## Reading passage

++++++++

In honor of National Children’s Health Day, let’s take a look at food and family. Here are tips for promoting a positive relationship with food in children.
There’s no doubt about it: parents want to raise happy, healthy children. Our culture, however, makes it a challenge to help children have a positive relationship with food. Between pervasive diet advertisements and the common food moralizing that we hear, it can be difficult to teach our children to view food in a neutral way. Our own experiences with food and body image also heavily impact how we interact with food around children, making even our own actions and behavior subject to scrutiny and potentially damaging to our children’s relationship with food.
So how can we be sure that our children grow up with a positive or neutral relationship with food? What can we as parents do to build resiliency against the diet culture that our children will inevitably encounter in the world? And how can we as parents do our own work to ensure that the cycle of diet culture ends with us?
Model a Positive Relationship With Food
I distinctly remember my mom embarking on a restrictive diet and vigorous exercise program when I was in grade school. I picked up on her worry about her weight, which hit me especially hard as a child who was consistently larger than many of my peers. I internalized her message that having a larger body was wrong and something to be ashamed of and managed. This impacted my relationship with food and my body well into adulthood.
To be fair to my mom, she was doing the best she could with the information she had. Her mother had worried about my mom’s appearance. The early 1980s were the heyday of aerobics, thanks to Jane Fonda. Her ideas around body image and food were influenced by her family and our culture’s emphasis on a body of a certain size and shape.
For parents today, more resources and role models are available to help develop a healthy relationship with food. Children model what they see and hear. Parents who struggle with having a healthy relationship with food and their bodies might find it difficult to model that for their children, and that’s okay. Although body positivity is great, many of us start with body neutrality and not seeing our bodies as an enemy. It’s a perfectly fine place to start.
The important thing to remember is that just as you can transmit body negativity, you can also transmit body neutrality. Even without speaking, how you regard your body will influence your child’s perceptions about “good” bodies, and how their own bodies compare to this standard. By doing our own internal work, we set the tone for the household: all bodies are good bodies, even if we don’t feel that way all of the time.
The following tips are also places where you as a parent can improve and dismantle your own relationship with food.
Avoid Using Food as a Reward or Punishment
“You can’t have dessert until you finish your dinner.”
“If you behave you can have a cookie.”

++++++++

Excerpts from a dataset:
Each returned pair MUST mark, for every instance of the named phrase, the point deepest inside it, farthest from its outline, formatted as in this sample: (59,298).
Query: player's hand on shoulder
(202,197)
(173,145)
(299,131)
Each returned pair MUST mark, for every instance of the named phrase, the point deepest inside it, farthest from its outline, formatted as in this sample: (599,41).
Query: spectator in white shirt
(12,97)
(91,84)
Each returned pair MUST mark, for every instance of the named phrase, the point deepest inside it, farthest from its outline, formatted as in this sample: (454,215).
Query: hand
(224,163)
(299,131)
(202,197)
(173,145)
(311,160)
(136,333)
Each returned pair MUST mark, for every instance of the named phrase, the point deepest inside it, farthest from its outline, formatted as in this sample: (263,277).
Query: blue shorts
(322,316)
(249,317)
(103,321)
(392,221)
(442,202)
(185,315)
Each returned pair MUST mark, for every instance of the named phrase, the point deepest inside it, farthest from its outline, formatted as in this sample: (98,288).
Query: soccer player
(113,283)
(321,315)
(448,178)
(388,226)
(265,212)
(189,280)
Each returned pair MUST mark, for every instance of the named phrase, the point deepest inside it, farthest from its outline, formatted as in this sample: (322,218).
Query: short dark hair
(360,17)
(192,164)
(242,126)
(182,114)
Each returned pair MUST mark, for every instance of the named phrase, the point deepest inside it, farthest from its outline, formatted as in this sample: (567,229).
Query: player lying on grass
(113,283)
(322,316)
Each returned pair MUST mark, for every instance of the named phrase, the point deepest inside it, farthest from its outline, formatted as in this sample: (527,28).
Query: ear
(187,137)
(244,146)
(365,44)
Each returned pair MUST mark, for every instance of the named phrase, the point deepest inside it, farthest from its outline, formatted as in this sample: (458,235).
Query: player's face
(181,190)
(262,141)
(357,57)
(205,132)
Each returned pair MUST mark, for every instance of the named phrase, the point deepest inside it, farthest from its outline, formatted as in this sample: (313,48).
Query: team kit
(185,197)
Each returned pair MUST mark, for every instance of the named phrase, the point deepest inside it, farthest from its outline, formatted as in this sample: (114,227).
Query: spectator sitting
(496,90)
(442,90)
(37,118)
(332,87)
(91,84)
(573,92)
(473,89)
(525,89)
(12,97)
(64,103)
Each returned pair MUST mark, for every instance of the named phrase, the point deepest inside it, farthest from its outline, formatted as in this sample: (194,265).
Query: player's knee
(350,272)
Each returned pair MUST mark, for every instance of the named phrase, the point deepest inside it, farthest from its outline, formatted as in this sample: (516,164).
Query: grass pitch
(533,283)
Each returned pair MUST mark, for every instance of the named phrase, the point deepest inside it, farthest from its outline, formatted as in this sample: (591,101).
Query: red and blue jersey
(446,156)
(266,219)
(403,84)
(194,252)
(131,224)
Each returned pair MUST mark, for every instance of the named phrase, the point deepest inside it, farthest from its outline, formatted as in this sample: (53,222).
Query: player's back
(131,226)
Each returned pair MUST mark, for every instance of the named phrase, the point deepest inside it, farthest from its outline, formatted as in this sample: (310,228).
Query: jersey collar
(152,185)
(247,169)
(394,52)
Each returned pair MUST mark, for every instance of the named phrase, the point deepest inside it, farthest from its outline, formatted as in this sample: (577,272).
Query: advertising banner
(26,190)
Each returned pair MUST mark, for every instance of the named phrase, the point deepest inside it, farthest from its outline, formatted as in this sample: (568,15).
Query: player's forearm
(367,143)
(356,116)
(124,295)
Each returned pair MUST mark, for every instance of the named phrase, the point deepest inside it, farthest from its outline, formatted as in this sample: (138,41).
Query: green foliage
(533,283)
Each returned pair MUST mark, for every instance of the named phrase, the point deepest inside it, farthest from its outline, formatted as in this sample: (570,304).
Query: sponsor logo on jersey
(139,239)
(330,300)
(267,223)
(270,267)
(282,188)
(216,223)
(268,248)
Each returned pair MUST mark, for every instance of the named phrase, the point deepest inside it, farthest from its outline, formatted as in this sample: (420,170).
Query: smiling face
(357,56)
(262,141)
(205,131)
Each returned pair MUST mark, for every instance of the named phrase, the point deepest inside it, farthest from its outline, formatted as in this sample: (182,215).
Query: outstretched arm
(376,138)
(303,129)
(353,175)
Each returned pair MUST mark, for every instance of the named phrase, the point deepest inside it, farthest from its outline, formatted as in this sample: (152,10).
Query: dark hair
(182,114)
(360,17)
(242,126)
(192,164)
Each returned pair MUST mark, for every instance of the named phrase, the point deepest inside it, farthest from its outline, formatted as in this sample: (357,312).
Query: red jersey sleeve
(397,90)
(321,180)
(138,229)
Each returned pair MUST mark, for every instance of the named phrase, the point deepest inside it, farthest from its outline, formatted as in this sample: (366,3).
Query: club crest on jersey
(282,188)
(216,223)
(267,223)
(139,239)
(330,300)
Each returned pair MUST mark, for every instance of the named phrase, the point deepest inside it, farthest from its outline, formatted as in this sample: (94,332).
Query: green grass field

++++++++

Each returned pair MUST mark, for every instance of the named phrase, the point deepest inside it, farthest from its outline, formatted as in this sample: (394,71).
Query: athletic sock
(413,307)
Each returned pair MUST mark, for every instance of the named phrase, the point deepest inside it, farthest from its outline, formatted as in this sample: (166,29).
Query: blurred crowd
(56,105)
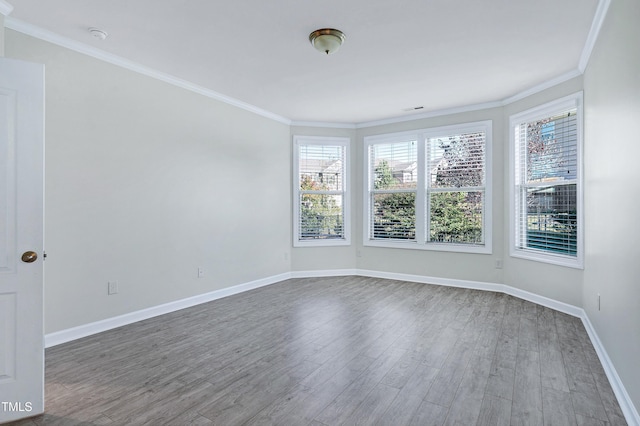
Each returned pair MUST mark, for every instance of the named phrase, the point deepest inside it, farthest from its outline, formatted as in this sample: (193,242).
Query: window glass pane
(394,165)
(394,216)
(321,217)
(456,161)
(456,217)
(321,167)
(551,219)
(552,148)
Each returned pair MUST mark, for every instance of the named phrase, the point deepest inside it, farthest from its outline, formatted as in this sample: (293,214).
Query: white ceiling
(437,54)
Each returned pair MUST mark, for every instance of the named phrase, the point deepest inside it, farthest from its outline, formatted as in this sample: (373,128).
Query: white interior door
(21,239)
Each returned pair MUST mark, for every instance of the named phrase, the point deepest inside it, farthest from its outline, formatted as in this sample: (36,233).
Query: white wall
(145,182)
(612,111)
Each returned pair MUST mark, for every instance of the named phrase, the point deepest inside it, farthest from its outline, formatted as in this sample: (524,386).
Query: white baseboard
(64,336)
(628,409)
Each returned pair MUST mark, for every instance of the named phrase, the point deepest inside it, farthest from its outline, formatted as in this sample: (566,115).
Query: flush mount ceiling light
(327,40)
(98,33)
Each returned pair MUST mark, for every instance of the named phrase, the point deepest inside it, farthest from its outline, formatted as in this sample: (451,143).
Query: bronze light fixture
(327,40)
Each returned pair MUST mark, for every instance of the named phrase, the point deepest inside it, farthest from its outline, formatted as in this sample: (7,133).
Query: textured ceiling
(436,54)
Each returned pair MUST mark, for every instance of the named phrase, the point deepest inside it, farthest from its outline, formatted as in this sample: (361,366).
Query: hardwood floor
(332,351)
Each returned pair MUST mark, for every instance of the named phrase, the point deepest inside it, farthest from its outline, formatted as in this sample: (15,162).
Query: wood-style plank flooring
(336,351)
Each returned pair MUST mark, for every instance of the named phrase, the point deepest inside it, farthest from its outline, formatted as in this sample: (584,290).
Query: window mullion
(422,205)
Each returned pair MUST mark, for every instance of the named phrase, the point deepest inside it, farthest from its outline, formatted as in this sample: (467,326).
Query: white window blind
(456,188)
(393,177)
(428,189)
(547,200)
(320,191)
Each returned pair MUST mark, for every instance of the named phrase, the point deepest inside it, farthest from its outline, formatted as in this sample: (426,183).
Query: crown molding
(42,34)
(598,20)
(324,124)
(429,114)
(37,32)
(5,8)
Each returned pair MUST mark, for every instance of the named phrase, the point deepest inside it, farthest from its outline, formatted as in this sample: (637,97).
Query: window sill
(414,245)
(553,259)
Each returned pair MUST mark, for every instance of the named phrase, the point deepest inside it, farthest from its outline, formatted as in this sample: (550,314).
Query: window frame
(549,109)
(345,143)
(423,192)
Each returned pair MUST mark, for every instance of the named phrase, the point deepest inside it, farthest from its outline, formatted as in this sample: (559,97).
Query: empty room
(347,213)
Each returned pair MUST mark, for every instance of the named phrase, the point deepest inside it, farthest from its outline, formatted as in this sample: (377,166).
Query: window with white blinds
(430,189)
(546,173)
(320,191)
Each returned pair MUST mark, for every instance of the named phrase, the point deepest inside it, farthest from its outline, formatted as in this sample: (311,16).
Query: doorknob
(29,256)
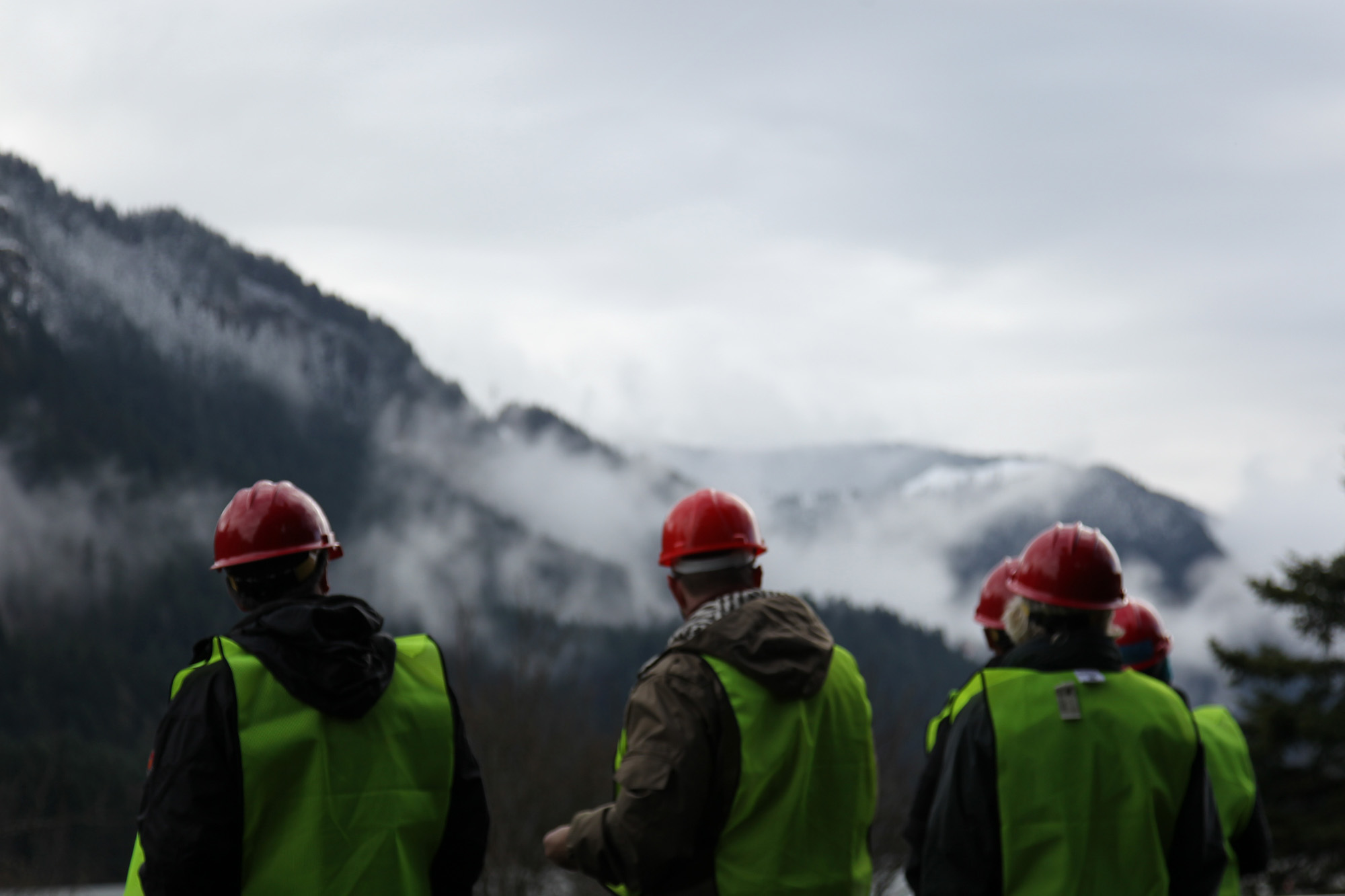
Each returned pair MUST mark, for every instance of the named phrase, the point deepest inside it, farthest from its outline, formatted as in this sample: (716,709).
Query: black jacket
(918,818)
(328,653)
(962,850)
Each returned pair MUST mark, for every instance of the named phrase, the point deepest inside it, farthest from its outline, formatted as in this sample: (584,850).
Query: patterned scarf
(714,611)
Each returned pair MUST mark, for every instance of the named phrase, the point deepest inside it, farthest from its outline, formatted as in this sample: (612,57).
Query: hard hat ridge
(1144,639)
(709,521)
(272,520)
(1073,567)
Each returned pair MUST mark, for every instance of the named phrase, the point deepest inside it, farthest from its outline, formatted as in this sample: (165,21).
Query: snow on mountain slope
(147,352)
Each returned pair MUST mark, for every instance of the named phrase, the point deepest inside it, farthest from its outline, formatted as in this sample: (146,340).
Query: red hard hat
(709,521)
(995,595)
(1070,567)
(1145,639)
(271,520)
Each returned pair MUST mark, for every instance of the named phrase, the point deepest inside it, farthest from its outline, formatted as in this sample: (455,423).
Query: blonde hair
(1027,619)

++++++++

## Set of tasks
[1] Transcribe the article on children and food, starting with "Model a Positive" and going on through "well into adulthood.".
[2] Put this sentence from the article on children and food into Spanish: "Children model what they see and hear."
[3] Resume the article on children and food and keep writing from its last line.
The records stand apart from the article on children and food.

## Answers to the exercise
[1]
Model a Positive Relationship With Food
I distinctly remember my mom embarking on a restrictive diet and vigorous exercise program when I was in grade school. I picked up on her worry about her weight, which hit me especially hard as a child who was consistently larger than many of my peers. I internalized her message that having a larger body was wrong and something to be ashamed of and managed. This impacted my relationship with food and my body well into adulthood.

[2] Los niños imitan lo que ven y oyen.

[3]
Using food as a reward or punishment is tempting. The problem with using food in this way is that certain foods are elevated, while other foods become a chore. Children see the reward foods as more desirable and the chore foods as something to be avoided. Non-food rewards like special activities or a day out with a parent can be just as effective.
This also avoids putting foods into “good” and “bad” categories, a moralizing that often carries over into a child’s relationship with food and can have a huge influence on the foods they feel safe eating.
Let Go of Finishing the Plate
Many of us grew up with the idea that we always had to finish our plates at family mealtimes. The problem with that, though, is that children learn to ignore their internal signals of fullness. Instead of being able to explore and enjoy the foods in front of them, children feel like they need to eat everything on their plate, often to get to dessert.
It can be scary to let go of how much children eat. Children are inherent intuitive eaters, though. They know when they are hungry and when they are full. They might gravitate toward some foods more than others, and in that case you can explore more foods together.
Note: Although some picky eating is common, extremely picky eating that persists for several months or more could be a sign of disordered eating. Parents who have concerns about their child’s eating patterns should consult a pediatrician or another health professional.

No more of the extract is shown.